Exercise requirements: Return the lines below that contain "before".

══════════

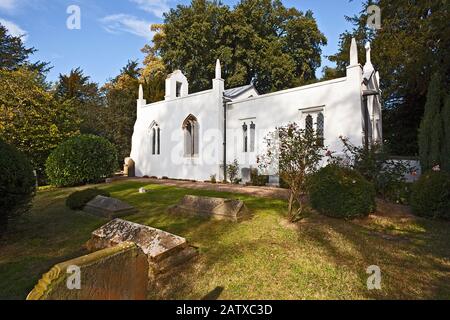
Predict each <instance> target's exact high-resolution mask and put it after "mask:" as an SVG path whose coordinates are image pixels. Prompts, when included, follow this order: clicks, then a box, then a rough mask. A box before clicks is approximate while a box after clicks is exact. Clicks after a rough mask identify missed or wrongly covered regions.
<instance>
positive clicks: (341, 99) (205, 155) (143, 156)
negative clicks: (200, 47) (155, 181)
mask: <svg viewBox="0 0 450 320" xmlns="http://www.w3.org/2000/svg"><path fill="white" fill-rule="evenodd" d="M357 51H358V50H357V45H356V41H355V39H353V40H352V44H351V48H350V64H349V66H348V67H347V74H346V77H343V78H338V79H334V80H329V81H323V82H318V83H314V84H311V85H306V86H301V87H297V88H292V89H287V90H282V91H278V92H273V93H269V94H264V95H260V94H258V92H257V90H256V89H255V88H254V87H253V85H251V84H250V85H247V86H243V87H239V88H234V89H229V90H225V82H224V80H223V79H222V76H221V66H220V62H219V61H217V65H216V72H215V79H213V80H212V89H210V90H206V91H202V92H198V93H193V94H190V93H189V81H188V79H187V78H186V77H185V76H184V75H183V73H182V72H181V71H180V70H177V71H175V72H173V73H172V74H170V75H169V76H168V78H167V80H166V95H165V100H163V101H160V102H155V103H152V104H147V103H146V101H145V100H144V98H143V90H142V87H141V88H140V90H139V99H138V101H137V120H136V124H135V127H134V134H133V140H132V151H131V158H132V159H133V160H134V162H135V173H136V176H156V177H158V178H161V177H168V178H173V179H189V180H198V181H203V180H210V178H211V176H216V177H217V179H218V180H221V179H223V176H224V164H229V163H231V162H233V161H234V160H235V159H237V161H238V163H239V166H240V169H241V170H242V171H241V172H242V173H243V172H249V170H245V169H249V168H257V167H258V165H257V157H258V155H261V154H263V153H264V152H265V143H264V138H265V137H266V136H267V134H269V133H270V132H274V131H275V130H276V128H277V127H280V126H283V125H286V124H288V123H291V122H296V123H297V124H299V125H300V126H301V127H303V128H305V129H310V130H311V129H312V130H315V131H316V133H317V134H318V135H319V136H322V137H323V139H324V145H325V146H326V147H327V148H328V149H329V150H332V151H336V152H340V151H341V150H342V144H341V142H340V139H339V137H340V136H344V137H348V138H349V139H350V141H351V142H352V143H353V144H355V145H362V144H363V143H371V142H375V141H381V140H382V122H381V101H380V89H379V83H380V76H379V73H378V72H376V71H375V69H374V67H373V65H372V63H371V59H370V44H367V45H366V62H365V65H364V67H362V66H361V65H360V64H359V62H358V52H357ZM242 178H243V181H244V182H246V180H248V179H249V177H248V176H247V174H244V173H243V176H242Z"/></svg>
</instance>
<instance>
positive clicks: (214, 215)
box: [169, 195, 250, 222]
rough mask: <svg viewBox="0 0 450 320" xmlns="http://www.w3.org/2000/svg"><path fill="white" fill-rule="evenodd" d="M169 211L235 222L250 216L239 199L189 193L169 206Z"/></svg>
mask: <svg viewBox="0 0 450 320" xmlns="http://www.w3.org/2000/svg"><path fill="white" fill-rule="evenodd" d="M169 212H170V213H173V214H186V215H198V216H202V217H208V218H214V219H218V220H231V221H236V222H237V221H241V220H243V219H245V218H248V217H249V216H250V214H249V211H248V209H247V207H246V206H245V204H244V202H243V201H241V200H236V199H223V198H210V197H198V196H191V195H187V196H184V198H183V199H182V200H181V201H180V202H179V203H178V204H177V205H175V206H173V207H171V208H169Z"/></svg>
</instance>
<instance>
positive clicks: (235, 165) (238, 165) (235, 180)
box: [227, 159, 241, 184]
mask: <svg viewBox="0 0 450 320" xmlns="http://www.w3.org/2000/svg"><path fill="white" fill-rule="evenodd" d="M227 175H228V179H229V180H230V182H231V183H233V184H239V183H240V182H241V179H239V162H238V161H237V159H235V160H234V161H233V163H230V164H228V165H227Z"/></svg>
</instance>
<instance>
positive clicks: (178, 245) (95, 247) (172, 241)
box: [86, 219, 197, 279]
mask: <svg viewBox="0 0 450 320" xmlns="http://www.w3.org/2000/svg"><path fill="white" fill-rule="evenodd" d="M122 242H134V243H136V244H137V245H138V246H139V247H140V248H141V249H142V251H143V252H144V254H145V255H146V256H147V261H148V264H149V279H154V278H155V277H156V276H157V275H159V274H161V273H164V272H166V271H168V270H169V269H170V268H173V267H175V266H178V265H180V264H182V263H184V262H186V261H187V260H189V259H191V258H193V257H194V256H196V255H197V250H195V249H194V248H192V247H191V246H189V245H188V243H187V241H186V239H185V238H182V237H179V236H176V235H174V234H171V233H168V232H165V231H163V230H159V229H155V228H152V227H148V226H144V225H140V224H137V223H133V222H130V221H125V220H122V219H115V220H113V221H110V222H109V223H107V224H106V225H104V226H102V227H101V228H99V229H97V230H95V231H94V232H92V235H91V239H90V240H89V241H88V243H87V245H86V246H87V248H88V250H90V251H96V250H101V249H104V248H108V247H112V246H115V245H117V244H119V243H122Z"/></svg>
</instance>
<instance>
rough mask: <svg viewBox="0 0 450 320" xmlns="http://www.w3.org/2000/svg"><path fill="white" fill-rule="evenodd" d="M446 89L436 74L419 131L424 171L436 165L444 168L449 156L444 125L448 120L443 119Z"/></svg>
mask: <svg viewBox="0 0 450 320" xmlns="http://www.w3.org/2000/svg"><path fill="white" fill-rule="evenodd" d="M443 112H444V88H442V78H441V76H440V75H439V74H438V73H436V74H435V75H434V76H433V78H432V80H431V82H430V86H429V88H428V94H427V102H426V104H425V114H424V116H423V119H422V122H421V124H420V130H419V151H420V163H421V165H422V169H423V170H424V171H426V170H430V169H431V168H432V167H434V166H436V165H440V166H443V165H445V164H446V160H445V159H447V158H448V157H449V154H448V153H446V148H447V146H446V141H445V131H446V130H444V124H445V123H448V120H444V118H443Z"/></svg>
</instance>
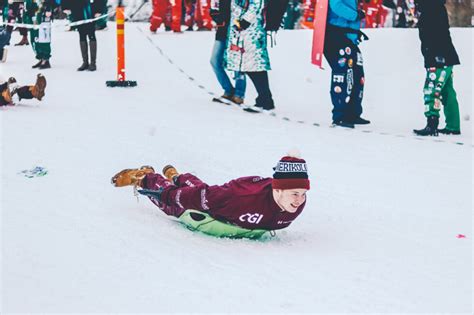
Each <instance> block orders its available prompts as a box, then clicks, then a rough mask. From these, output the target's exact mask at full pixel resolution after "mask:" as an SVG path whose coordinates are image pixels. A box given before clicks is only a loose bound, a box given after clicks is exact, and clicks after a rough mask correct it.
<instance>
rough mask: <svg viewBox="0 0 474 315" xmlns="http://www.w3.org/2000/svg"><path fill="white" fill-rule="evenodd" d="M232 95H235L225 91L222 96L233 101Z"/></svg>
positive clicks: (225, 98) (223, 97)
mask: <svg viewBox="0 0 474 315" xmlns="http://www.w3.org/2000/svg"><path fill="white" fill-rule="evenodd" d="M232 97H233V96H232V94H227V93H224V94H223V95H222V96H221V98H223V99H226V100H228V101H232Z"/></svg>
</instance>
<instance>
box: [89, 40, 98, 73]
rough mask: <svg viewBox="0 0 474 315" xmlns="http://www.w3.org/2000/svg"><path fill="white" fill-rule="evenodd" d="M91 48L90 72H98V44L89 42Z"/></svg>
mask: <svg viewBox="0 0 474 315" xmlns="http://www.w3.org/2000/svg"><path fill="white" fill-rule="evenodd" d="M89 48H90V50H91V63H90V64H89V71H95V70H97V67H96V65H95V60H96V58H97V42H96V41H91V42H89Z"/></svg>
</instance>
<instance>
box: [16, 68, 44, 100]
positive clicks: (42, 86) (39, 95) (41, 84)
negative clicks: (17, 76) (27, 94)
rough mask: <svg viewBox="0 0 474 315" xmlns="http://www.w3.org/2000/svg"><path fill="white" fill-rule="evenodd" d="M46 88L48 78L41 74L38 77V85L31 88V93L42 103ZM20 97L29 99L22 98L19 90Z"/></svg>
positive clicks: (39, 74) (35, 97)
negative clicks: (46, 81) (44, 90)
mask: <svg viewBox="0 0 474 315" xmlns="http://www.w3.org/2000/svg"><path fill="white" fill-rule="evenodd" d="M45 88H46V78H45V77H44V76H43V75H42V74H41V73H39V74H38V76H37V77H36V84H35V85H32V86H30V87H29V91H30V92H31V95H32V96H33V97H34V98H36V99H37V100H38V101H41V100H42V99H43V97H44V89H45ZM18 96H19V97H20V98H28V97H21V95H20V90H18Z"/></svg>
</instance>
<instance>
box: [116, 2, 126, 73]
mask: <svg viewBox="0 0 474 315" xmlns="http://www.w3.org/2000/svg"><path fill="white" fill-rule="evenodd" d="M116 12H117V13H116V14H117V15H116V16H117V18H116V22H117V81H125V16H124V10H123V7H121V6H118V7H117V11H116Z"/></svg>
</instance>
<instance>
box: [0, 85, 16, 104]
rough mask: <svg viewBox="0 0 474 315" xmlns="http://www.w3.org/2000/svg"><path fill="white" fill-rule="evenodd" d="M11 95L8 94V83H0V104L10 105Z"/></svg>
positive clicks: (8, 90) (11, 97) (11, 101)
mask: <svg viewBox="0 0 474 315" xmlns="http://www.w3.org/2000/svg"><path fill="white" fill-rule="evenodd" d="M12 104H13V100H12V95H11V94H10V89H9V88H8V84H7V83H5V84H2V85H0V106H1V105H12Z"/></svg>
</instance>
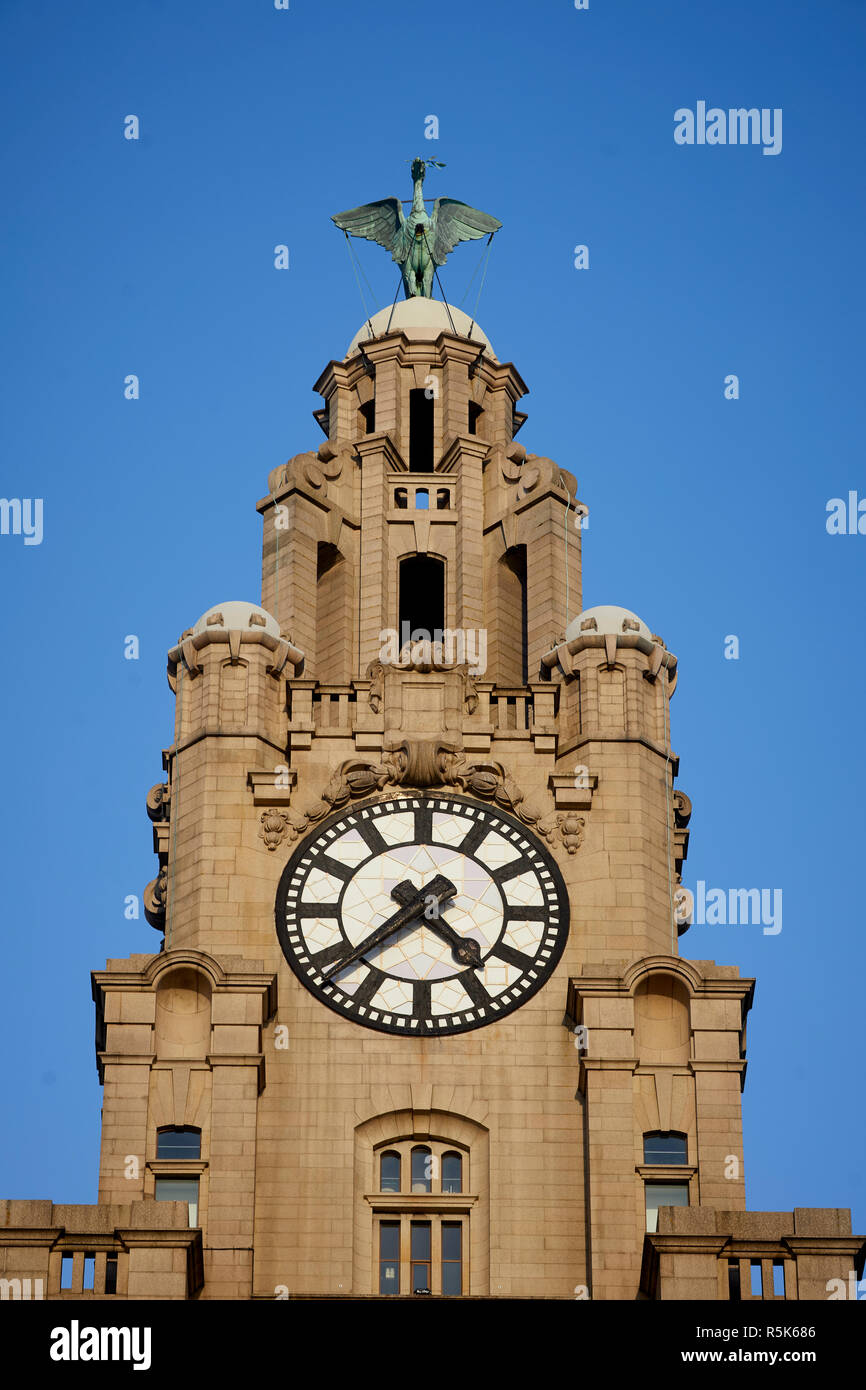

══════════

Solution for this problem:
Predict each <instance> target's exact high-resolution mask and put it after "mask:" as an SVG path whose coordinates are image pixels. Prompts, when included, follow this order: clicks, then a box, then a rough mask. A box before clicks is approximate while a box after clicks is exact. Clicks after a rough mask identify missed or wrongly covered regions.
Each <instance> block orders its available prompts as a box, then clicks, then a rough mask. From these, output the target's exact mask at full pixel resolution after "mask:" as an SVG path whose coordinates are image pixels. A box given before clicks is only a loose bound, a box given after clicks is exact, and clicks after a rough mask correct it.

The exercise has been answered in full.